How to complete this task: The entire set of lines below should be copied exactly.

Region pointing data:

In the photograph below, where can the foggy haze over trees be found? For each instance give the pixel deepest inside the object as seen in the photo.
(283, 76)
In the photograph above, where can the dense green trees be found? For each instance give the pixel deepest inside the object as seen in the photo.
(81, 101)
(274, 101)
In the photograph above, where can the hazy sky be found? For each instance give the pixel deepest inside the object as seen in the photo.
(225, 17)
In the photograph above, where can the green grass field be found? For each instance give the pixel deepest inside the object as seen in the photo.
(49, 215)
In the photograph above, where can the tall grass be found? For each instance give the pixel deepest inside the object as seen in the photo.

Task solution:
In the photograph below, where can the foggy haze over trees be found? For each instance give the pixel deepest inside the object as seen in the photo.
(283, 76)
In the photograph above, where can the dense green trees be found? For each instance give the pixel deepest inside the object as seen in the photo.
(81, 101)
(274, 101)
In the photograph above, where can the hazy sky be found? For each instance give the pixel deepest inside the object as seen in the photo.
(225, 17)
In the photograph above, where can the green grass field be found? For each instance give the pixel deepest inside the object as seen in the photo.
(49, 215)
In the photograph above, where can the tall grass be found? For each instance give the pixel deepest inside the object as seen in the photo.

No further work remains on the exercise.